__What this task involves__
Carry on the forum thread about creating an offline user, starting right after its last line.

__Document section__
# How to create an offline user?

## Lars

Hi,

is there a way to create a user that have no network access?

This user should:

be able to open a browser but should not be able to access the internet.

be able to read a pdf with a pdf-reader which is not be able to access the network.

be able to access all my local files, but not the nfs shares.

not be able to get root.

 *Quote:*   

> This is easy, not be in the wheel group

 

Please, no answers like cap the cable. Everyone should be able to answer the reason for themselves.  :Cool: 

----------

## massimo

I suppose you can implement this by using iptables with -m owner.

----------

## havana8

I think so, yes

----------

## Roman_Gruber

Well assume its you, and the not so privileged son, I would recommend

That you start the network service as user root yourself everytime. I did that for quite a long time with pptp over the years. I also used startx for the x-server. Same for WIFI. Those network scripts do not even work reliable, on a SAMSUNG stock android tablet, custrom rom nexus 4 smartphone, notebook and such. So I prefer always to start it by myself anyway

----------

## jonathan183

 *Lars wrote:*   

> Hi,
> 
> is there a way to create a user that have no network access?

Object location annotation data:
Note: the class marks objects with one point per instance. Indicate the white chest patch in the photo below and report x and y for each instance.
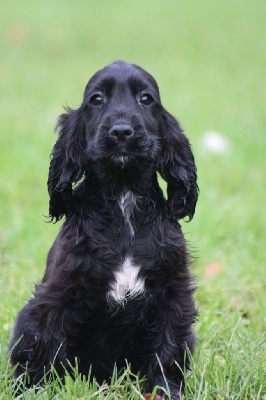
(127, 284)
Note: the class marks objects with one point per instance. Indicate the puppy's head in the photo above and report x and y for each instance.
(121, 124)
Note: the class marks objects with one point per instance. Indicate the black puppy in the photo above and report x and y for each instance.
(117, 285)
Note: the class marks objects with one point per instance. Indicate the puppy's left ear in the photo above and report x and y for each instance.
(67, 162)
(177, 167)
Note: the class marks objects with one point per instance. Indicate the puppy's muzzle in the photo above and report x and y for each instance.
(121, 132)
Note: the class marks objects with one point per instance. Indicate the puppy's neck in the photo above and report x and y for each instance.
(128, 203)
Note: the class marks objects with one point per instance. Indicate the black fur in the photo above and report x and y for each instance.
(115, 142)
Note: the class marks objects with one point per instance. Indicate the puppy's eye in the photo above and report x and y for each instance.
(96, 100)
(146, 99)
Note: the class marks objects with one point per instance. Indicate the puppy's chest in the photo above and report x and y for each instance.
(127, 283)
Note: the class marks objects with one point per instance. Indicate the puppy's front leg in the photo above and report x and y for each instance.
(171, 336)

__Answer below__
> 
> This user should:
> ...

 

iptables will allow you to limit access to the net. I dont use nfs but suspect you need to limit permissions during mounting. I don't think users would get root unless you grant it ... Is this for someone you trust and just want to restrict access or you are concerned about someone gaining unauthorised access?

----------

## nokilli

 *Lars wrote:*   

> 
> 
> be able to open a browser but should not be able to access the internet.
> 
> 

 

I'm pretty sure this is Firefox's ultimate goal.  Just give them time.

----------

## Ant P.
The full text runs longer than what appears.